◆ **TASK OBJECTIVE**
Reproduce word for word the stretch of rows below from the line containing "outline green truck" through the line containing "74), (181, 71)]", including both of those lines.

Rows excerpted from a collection
________________________________________
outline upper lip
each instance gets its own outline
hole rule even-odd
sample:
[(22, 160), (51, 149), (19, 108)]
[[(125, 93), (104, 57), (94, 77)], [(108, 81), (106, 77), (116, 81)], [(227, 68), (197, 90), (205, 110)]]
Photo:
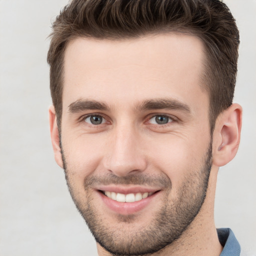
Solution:
[(124, 194), (132, 193), (144, 193), (145, 192), (156, 192), (160, 190), (158, 188), (150, 188), (141, 186), (99, 186), (95, 188), (97, 190), (102, 191), (110, 191), (116, 193), (120, 193)]

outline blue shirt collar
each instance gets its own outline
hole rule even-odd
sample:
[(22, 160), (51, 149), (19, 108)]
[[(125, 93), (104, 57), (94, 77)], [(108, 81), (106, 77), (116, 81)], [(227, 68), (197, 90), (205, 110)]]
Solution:
[(223, 250), (220, 256), (240, 256), (241, 252), (240, 244), (230, 228), (218, 228), (220, 242)]

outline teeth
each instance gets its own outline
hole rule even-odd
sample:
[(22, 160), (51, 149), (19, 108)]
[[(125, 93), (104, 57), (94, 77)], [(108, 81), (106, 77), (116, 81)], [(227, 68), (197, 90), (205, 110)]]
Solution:
[(140, 200), (148, 198), (151, 196), (153, 192), (145, 192), (144, 193), (130, 194), (122, 194), (121, 193), (116, 193), (115, 192), (110, 192), (110, 191), (105, 191), (104, 194), (108, 198), (112, 200), (116, 200), (118, 202), (134, 202), (140, 201)]

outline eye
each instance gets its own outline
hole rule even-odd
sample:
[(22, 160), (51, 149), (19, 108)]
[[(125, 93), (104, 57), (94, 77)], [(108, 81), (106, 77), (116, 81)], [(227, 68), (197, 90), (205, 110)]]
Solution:
[(101, 116), (93, 115), (89, 116), (84, 119), (84, 122), (94, 126), (105, 124), (106, 120)]
[(148, 122), (153, 124), (166, 124), (172, 122), (172, 119), (168, 116), (158, 114), (150, 119)]

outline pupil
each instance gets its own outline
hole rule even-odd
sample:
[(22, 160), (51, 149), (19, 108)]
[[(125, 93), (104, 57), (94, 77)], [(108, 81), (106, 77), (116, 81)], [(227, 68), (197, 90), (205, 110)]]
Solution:
[(100, 124), (102, 122), (102, 118), (98, 116), (93, 116), (90, 117), (90, 120), (93, 124)]
[(164, 116), (156, 116), (156, 122), (158, 124), (164, 124), (168, 122), (169, 118)]

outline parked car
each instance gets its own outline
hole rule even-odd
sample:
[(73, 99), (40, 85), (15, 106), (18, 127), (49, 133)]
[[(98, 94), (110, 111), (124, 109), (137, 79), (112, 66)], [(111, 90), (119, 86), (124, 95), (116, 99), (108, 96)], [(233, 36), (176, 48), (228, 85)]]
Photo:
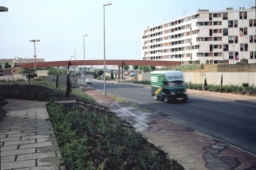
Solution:
[(138, 75), (138, 74), (137, 74), (137, 73), (131, 73), (131, 74), (129, 74), (130, 76), (135, 76), (135, 75)]
[(124, 76), (129, 76), (131, 74), (130, 72), (124, 72)]
[(91, 79), (85, 79), (85, 84), (92, 84)]

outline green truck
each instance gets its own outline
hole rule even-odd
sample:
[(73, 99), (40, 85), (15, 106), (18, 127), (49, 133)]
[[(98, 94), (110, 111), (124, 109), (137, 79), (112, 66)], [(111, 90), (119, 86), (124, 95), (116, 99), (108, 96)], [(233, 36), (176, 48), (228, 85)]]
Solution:
[(154, 71), (150, 73), (151, 96), (155, 100), (170, 101), (188, 99), (183, 74), (181, 71)]

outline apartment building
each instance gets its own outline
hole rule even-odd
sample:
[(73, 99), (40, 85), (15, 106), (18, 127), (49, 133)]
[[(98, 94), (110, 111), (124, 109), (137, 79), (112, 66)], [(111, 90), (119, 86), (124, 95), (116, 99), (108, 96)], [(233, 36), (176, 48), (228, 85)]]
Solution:
[(255, 6), (196, 13), (148, 27), (142, 59), (191, 63), (256, 63)]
________________________________________
◆ **WRITTEN SOLUTION**
outline green truck
each instance gets its own outline
hole rule even-odd
sample:
[(73, 99), (40, 85), (15, 106), (18, 127), (49, 133)]
[[(98, 94), (110, 111), (124, 109), (137, 79), (112, 66)], [(111, 90), (119, 86), (124, 95), (116, 99), (108, 96)], [(233, 36), (176, 48), (228, 85)]]
Solution:
[(154, 71), (150, 73), (151, 96), (155, 100), (170, 101), (188, 99), (183, 74), (181, 71)]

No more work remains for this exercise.